--- START OF Selected text ---

Trained YOLO for 150 epochs on SC dataset.
- No more false positives of bottles/mallets predicted on background images *in the validation predictions*
** Found some other teams' public datasets on Roboflow (such as this one). ** Improving the quality of mallet example images for textual inversion.
- Diffusers script is doing random.choice from the 'imagenet_templates_small'
- Modified to have prompt labels correspond with each image
- Need to ensure example images are high quality, have minimal orientation differences, and have possibly complex backgrounds to be more robust
Used Hugging Face's example script to fine-tune Stable Diffusion 1.5 with new <wide-mouth-bottle> and <orange-mallet> tokens.
- Initial training run on the wide-mouth bottle went really poorly because of large backgrounds, model doing bad with "nalgene" text, and the bottle having inconsistent shape/color
- Second run with orange mallet is not as bad, but still lots of room for improvement
- Stable Diffusion 3 and 3.5 use a transformer instead of a U-Net, requires some modification of the Hugging Face example script
- Stable Diffusion 2 uses a U-Net, but online consensus seems to be that 1.5 is actually mostly better and easier to prompt
- To-do: experiment with modifying the prompt templates and using example images with a smaller mallet
Trained YOLO on original Roboflow dataset to get a baseline.
- From confusion matrix, really bad at recognizing backgrounds w/o object
- Very likely because only 60 / 2000 images are null class
Started work on generating synthetic data with the following pipeline:
- Use Stable Diffusion to generate a larger dataset with images in wide variety of contexts
- And use Hugging Face's textual inversion API to add the wide-mouth bottle and mallet as custom tokens
- Chose textual inversion over LoRA and Dreambooth because small files, local training, and the fact that bottle and mallet are already common objects
- Use Grounding Dino to automatically annotate each image

--- END OF Selected text ---
--- START OF Data lines ---

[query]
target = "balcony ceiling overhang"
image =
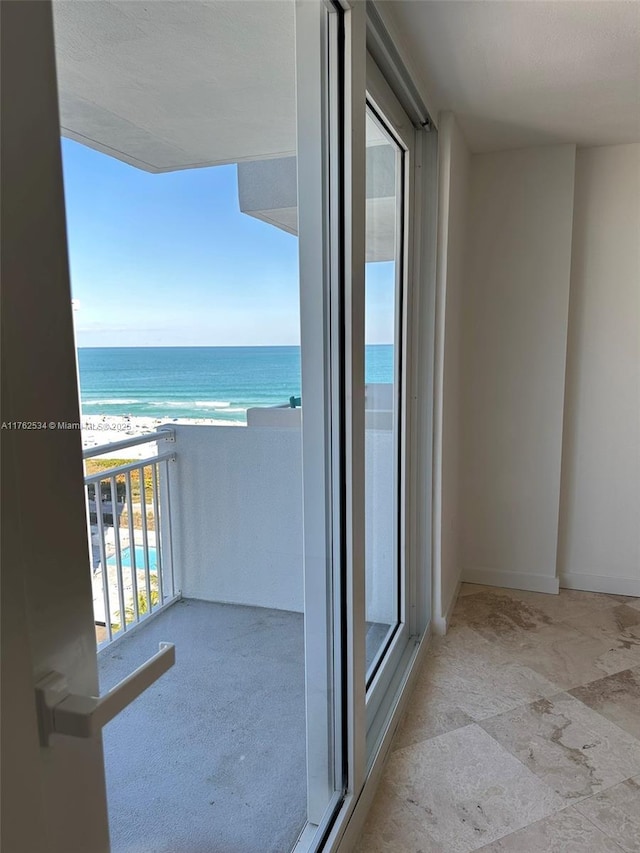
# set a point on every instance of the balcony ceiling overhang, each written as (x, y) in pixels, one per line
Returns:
(169, 84)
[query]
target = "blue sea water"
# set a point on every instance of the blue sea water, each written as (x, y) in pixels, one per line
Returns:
(199, 382)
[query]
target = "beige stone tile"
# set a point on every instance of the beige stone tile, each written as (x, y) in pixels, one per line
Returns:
(616, 697)
(458, 791)
(392, 827)
(574, 750)
(498, 615)
(571, 601)
(563, 655)
(468, 682)
(432, 711)
(617, 813)
(565, 832)
(473, 588)
(607, 623)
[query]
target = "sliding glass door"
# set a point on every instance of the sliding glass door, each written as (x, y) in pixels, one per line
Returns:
(388, 142)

--- END OF Data lines ---

• **Required work**:
A) Reproduce the training notes starting with "- No more false" and going on through "for textual inversion.", substituting "Kaggle" for "Roboflow".
B) Show every line of the rows that contains the word "instance".

• **Task results**:
A)
- No more false positives of bottles/mallets predicted on background images *in the validation predictions*
** Found some other teams' public datasets on Kaggle (such as this one). ** Improving the quality of mallet example images for textual inversion.

B)
# set a point on every instance of the balcony ceiling overhang, each written as (x, y) in pixels, one per line
# set a point on every instance of the blue sea water, each written as (x, y) in pixels, one per line
# set a point on every instance of the beige stone tile, each written as (x, y) in pixels, one per line
# set a point on every instance of the sliding glass door, each written as (x, y) in pixels, one per line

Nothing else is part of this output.